(Stored data entries)

▬▬▬▬▬▬▬▬▬▬

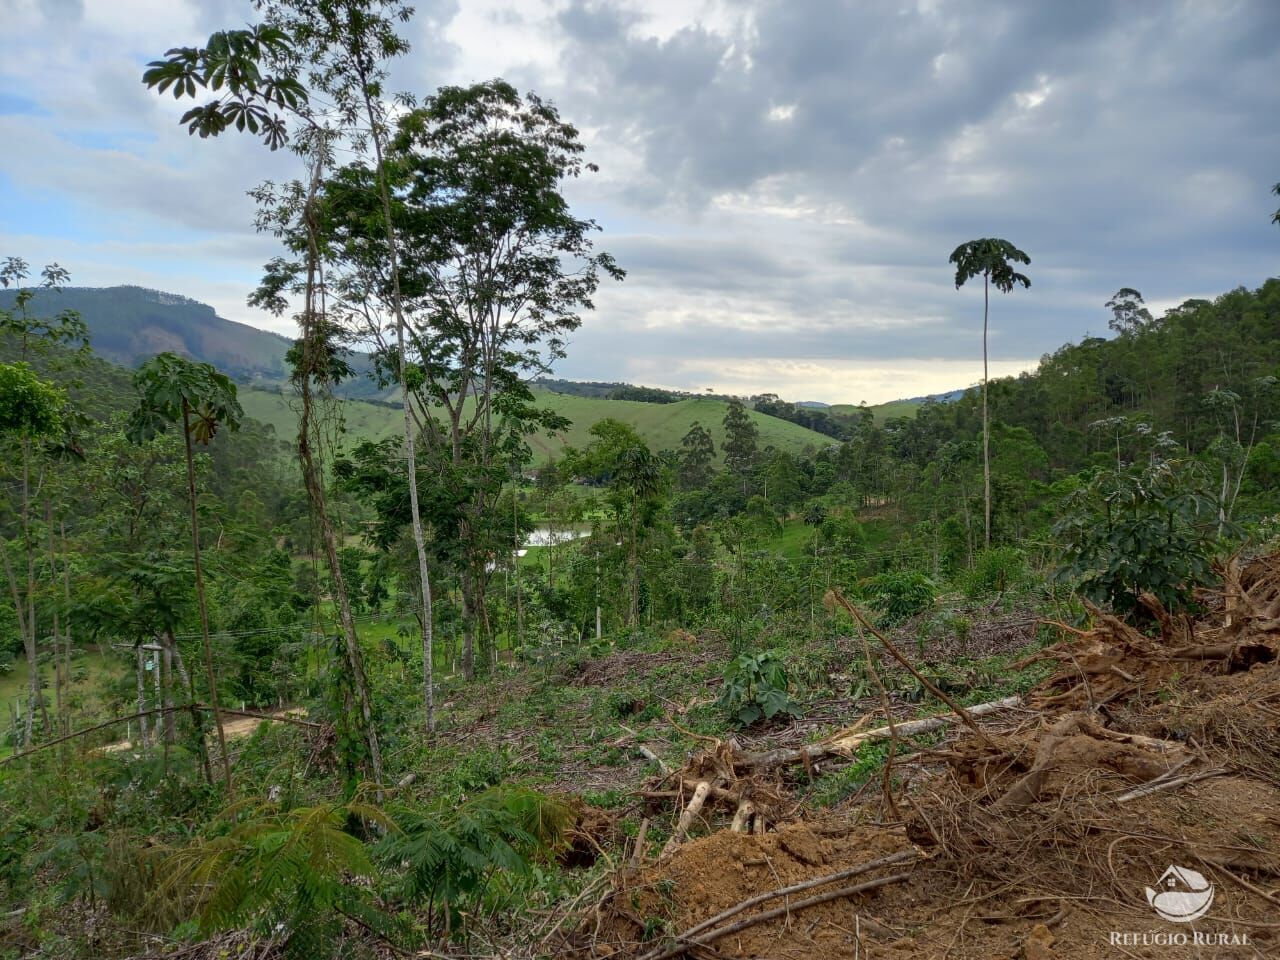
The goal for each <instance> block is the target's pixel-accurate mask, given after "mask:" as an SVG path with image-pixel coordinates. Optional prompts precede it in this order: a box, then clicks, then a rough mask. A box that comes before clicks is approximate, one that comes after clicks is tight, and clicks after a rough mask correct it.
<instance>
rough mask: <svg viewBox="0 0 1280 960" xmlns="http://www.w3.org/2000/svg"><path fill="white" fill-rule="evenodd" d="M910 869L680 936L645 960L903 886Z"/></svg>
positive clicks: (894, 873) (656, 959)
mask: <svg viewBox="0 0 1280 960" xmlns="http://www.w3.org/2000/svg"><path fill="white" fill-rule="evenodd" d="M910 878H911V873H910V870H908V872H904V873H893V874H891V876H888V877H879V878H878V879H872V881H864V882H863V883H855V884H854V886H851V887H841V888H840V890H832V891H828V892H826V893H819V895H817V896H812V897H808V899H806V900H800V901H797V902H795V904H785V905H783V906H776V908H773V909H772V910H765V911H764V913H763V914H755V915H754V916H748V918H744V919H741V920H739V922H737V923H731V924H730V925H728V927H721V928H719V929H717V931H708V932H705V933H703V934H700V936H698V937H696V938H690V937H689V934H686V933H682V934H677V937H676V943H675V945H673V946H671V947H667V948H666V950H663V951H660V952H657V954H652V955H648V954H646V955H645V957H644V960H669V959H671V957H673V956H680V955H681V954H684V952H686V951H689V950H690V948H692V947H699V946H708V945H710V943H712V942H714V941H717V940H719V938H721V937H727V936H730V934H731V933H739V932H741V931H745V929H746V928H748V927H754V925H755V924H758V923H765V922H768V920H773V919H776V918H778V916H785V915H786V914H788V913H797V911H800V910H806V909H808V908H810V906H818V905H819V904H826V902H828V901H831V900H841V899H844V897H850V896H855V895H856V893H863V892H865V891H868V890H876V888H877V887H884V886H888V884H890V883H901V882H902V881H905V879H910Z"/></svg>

▬▬▬▬▬▬▬▬▬▬

— JOB ITEM —
Print the lines of the entries from the start through the line containing "positive clicks: (894, 873) (656, 959)", both ends included, and leave the pictures out.

— RESULT OF THIS TASK —
The goal for each <instance> block is the target's pixel-accurate mask, given after "mask:" as an SVG path with image-pixel coordinates. Optional prompts precede it in this order: a box, then clicks, then a rough mask. A box that comes before clicks is approximate, one that comes after clicks is tight, and clicks after a rough mask correct it.
<instance>
rough mask: <svg viewBox="0 0 1280 960" xmlns="http://www.w3.org/2000/svg"><path fill="white" fill-rule="evenodd" d="M910 869L680 936L645 960L903 886Z"/></svg>
positive clicks: (894, 873) (656, 959)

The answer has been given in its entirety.